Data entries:

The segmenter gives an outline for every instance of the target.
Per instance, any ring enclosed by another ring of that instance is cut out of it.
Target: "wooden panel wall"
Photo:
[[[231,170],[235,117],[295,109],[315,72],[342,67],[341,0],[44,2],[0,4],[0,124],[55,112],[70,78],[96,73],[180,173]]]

Task prompt
Look through the entries above. Copy each line in which the string "instance" occurs.

Answer to this problem
The segmenter gives an outline for every instance of the target.
Per instance, any ring enclosed by another ring of that instance is cut out of it.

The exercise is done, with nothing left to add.